AIM OF THE EXERCISE:
Pull out each line of the items below that contains the string "chair", matching case exactly.

GIVEN DATA:

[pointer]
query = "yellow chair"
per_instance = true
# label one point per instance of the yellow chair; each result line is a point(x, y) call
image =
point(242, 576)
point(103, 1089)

OUTPUT OF THE EXERCISE:
query = "yellow chair"
# label one point per instance of the yellow chair; each result line is a point(x, y) call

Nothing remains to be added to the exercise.